Each line below should be quoted exactly, please.

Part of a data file
+---+

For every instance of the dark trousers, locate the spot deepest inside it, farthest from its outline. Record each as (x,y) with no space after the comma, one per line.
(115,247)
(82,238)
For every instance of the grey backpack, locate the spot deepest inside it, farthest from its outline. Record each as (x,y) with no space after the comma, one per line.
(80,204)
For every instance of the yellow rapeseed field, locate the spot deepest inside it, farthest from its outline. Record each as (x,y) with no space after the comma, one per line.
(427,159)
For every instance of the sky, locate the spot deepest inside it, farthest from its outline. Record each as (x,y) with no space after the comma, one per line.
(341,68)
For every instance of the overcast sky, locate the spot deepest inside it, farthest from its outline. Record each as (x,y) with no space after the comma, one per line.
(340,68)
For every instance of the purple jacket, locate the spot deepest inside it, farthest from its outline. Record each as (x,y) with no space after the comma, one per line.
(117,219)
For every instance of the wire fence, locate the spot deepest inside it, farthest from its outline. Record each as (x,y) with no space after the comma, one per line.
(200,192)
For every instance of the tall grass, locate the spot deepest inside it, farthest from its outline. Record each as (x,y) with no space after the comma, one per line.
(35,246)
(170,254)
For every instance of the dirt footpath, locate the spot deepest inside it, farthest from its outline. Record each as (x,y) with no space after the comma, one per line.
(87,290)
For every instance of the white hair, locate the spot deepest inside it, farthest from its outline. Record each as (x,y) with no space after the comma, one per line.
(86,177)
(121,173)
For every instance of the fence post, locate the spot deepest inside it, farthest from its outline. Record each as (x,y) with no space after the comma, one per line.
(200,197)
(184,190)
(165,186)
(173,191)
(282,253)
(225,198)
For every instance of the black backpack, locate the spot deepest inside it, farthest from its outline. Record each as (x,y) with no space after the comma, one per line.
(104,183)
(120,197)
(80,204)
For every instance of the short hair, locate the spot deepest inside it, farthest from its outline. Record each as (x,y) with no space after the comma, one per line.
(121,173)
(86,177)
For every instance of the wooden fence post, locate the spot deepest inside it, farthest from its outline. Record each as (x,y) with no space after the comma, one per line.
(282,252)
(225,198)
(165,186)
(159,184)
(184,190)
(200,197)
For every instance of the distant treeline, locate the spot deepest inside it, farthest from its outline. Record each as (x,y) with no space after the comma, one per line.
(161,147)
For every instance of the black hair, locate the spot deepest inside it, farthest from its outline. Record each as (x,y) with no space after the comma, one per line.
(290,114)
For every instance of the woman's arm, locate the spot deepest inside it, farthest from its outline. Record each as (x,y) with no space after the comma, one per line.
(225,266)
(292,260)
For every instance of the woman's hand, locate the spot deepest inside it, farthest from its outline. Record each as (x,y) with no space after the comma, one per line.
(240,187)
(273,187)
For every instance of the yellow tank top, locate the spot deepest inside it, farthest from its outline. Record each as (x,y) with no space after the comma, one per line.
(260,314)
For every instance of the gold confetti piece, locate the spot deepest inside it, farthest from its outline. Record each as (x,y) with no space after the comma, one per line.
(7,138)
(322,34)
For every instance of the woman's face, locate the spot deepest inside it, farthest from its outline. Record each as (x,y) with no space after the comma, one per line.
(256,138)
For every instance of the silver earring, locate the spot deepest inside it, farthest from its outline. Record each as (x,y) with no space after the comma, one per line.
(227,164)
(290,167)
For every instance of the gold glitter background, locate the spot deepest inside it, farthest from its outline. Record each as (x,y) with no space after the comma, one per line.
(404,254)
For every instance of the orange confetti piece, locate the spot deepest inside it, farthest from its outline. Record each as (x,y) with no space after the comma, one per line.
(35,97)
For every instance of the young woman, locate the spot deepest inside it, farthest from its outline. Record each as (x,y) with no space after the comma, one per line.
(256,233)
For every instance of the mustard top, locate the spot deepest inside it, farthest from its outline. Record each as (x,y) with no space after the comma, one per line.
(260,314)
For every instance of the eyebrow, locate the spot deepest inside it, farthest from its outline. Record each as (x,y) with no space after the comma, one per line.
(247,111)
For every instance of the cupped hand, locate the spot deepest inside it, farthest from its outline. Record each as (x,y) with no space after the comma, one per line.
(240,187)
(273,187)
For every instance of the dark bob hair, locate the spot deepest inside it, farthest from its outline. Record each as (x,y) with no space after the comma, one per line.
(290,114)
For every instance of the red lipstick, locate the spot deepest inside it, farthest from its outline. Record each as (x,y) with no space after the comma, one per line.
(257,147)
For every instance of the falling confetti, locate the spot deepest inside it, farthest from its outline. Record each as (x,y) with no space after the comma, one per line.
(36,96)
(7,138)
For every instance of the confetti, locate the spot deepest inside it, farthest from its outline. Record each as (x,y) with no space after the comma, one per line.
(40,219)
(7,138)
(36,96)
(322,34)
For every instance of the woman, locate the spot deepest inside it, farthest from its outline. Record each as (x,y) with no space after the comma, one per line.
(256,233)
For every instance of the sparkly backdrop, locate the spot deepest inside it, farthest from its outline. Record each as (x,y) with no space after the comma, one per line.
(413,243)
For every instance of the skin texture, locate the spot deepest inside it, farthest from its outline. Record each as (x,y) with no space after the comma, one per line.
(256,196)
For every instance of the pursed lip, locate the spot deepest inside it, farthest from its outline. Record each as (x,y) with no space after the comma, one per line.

+---+

■ The solution
For every instance of the dark trousers, locate the spot deepest inside it, farthest from its outline. Record each as (x,y) with no space after the comma, one per line.
(115,247)
(82,238)
For every instance of the grey backpack, locate the spot deepest inside it, farthest from its outline. Record each as (x,y) with no space after the comma, one per line.
(80,204)
For every instance of the yellow rapeseed field, locate the spot deepest inside it, farthest from its outline. Record each as (x,y) with no space after the comma, one per line.
(427,159)
For every instance of the sky, locate the spot deepest inside it, farthest from its outline. Record each as (x,y) with no space after the comma, one per line.
(341,68)
For every instance of the overcast sky, locate the spot deepest inside it, farthest from its outline. Record each as (x,y) with no space after the comma, one per line.
(340,68)
For every instance of the purple jacket, locate the spot deepest inside it, farthest from its outline. Record each as (x,y) with no space after the comma, one per line.
(117,219)
For every instance of the wire fence, locate the spot deepest inside it, farthest from its outline. Record each as (x,y) with no space after the comma, one per line.
(200,192)
For every instance of the tall grass, locate the spot deepest inside it, farthest from its outline. Record each as (x,y) with no space after the comma, one per line.
(35,246)
(170,254)
For every instance of the dirt footpath, locate the spot deepest inside it, farthest from its outline. Record each as (x,y) with no space after the comma, one per line.
(87,290)
For every instance of the white hair, locate the spot deepest inside it, farthest from its outline. Record each as (x,y) with no space after the comma, one per line.
(86,177)
(121,173)
For every instance of the fence post, locate the spot deepest inside it, farthest from its outline. Record each as (x,y) with no space after the comma, one per line.
(200,197)
(184,190)
(165,186)
(173,191)
(282,253)
(225,198)
For every instance of the black backpack, locate the spot deepest inside it, farthest from its outline. Record each as (x,y) with no space after the comma, one per line.
(104,183)
(120,197)
(80,204)
For every instance of the short hair, locate the spot deepest inside it, farthest from its outline. Record each as (x,y) with no space after the comma, one per line.
(121,173)
(86,177)
For every instance of the wooden fence post, locate the spot deepest inside it, farthest from its outline. Record each as (x,y) with no space after the comma, one per line.
(282,252)
(225,198)
(165,186)
(159,184)
(184,190)
(200,197)
For every instance of the distant treeline, locate the spot deepest inside it, farthest from its outline. Record each as (x,y) with no space after the comma, one per line.
(161,147)
For every instance of the black hair, locate the spot deepest inside it, farthest from its outline. Record each as (x,y) with no space after the comma, one per line.
(290,114)
For every instance of the woman's arm, locate the spot deepest inside it, farthest from its outline. Record each as (x,y) with no space after the comma, one per line.
(225,266)
(292,260)
For every instance of the woman's hand, locate the spot deepest inside it, farthest from its outline. Record each as (x,y) with no space after the comma, one per line.
(240,187)
(273,187)
For every instance of the yellow tank top, locate the spot deepest inside it, farthest from its outline. Record each as (x,y) with no space after the comma, one per line.
(260,314)
For every instance of the gold confetti piece, locate the spot deepest inside it, farthest from its outline. Record each as (x,y) with no space after the comma, one per line.
(7,138)
(322,34)
For every instance of the woman's face, locate the spot deepest inside it, farthest from its outline. Record each as (x,y) with no space after the comma, one per line.
(256,138)
For every instance of the silver earring, locate the spot deepest inside it, farthest from its outline. Record each as (x,y) with no space after the comma, one per line.
(227,164)
(290,167)
For every instance of the gold glitter background, locate the spot deepest inside it, farthest from its outline. Record each as (x,y) with no space after the comma, one per line.
(404,254)
For every instance of the orange confetti piece, locate the spot deepest inside it, farthest from its outline. Record each as (x,y) with no space after the comma, one per line.
(35,97)
For every instance of the young woman, locate the spot deepest inside it, farthest from its outline. Record each as (x,y) with no space after the comma, one per line.
(256,233)
For every instance of the mustard top, locate the spot deepest inside it, farthest from its outline. Record each as (x,y) with no space after the comma, one per line.
(260,314)
For every instance of the eyebrow, locate the spot deepest inside it, farthest from its outline. Record each as (x,y) with no space after the comma, one per line.
(247,111)
For every instance of the cupped hand, locate the spot deepest inside it, farthest from its outline. Record each as (x,y) with no space after the comma, one per line.
(240,187)
(273,187)
For every instance of the dark bob hair, locate the spot deepest inside it, farthest from its outline. Record each as (x,y) with no space after the comma, one per line.
(290,114)
For every instance of the red lipstick, locate the spot deepest inside it, farthest from its outline. Record each as (x,y) with no space after the comma, one per line.
(257,147)
For every instance of the falling confetti, locate the spot deepest inside it, farthest from its outline. Record each as (x,y) with no space after the comma, one per line.
(36,96)
(7,138)
For every instance of the confetti, locate the spot deepest inside it, farthest from its outline. Record each as (x,y) with no space after the comma, one per line.
(40,219)
(7,138)
(36,96)
(322,34)
For every instance of the woman, locate the spot deepest inside it, farthest from its outline. Record each as (x,y) with no space after the comma, one per line.
(256,233)
For every instance of the sparkly backdrop, locate the spot deepest inside it, farthest from its outline. Record each as (x,y) with no space after the comma, one per line.
(413,243)
For every instance of the skin texture, locate the spot deepest inside it, farthest from its outline. Record each as (x,y) with no space after the comma, one per line.
(256,196)
For every instance of the pursed lip, locate the spot deepest inside it, farthest from its outline. Record each as (x,y) with no space after the comma, one per line.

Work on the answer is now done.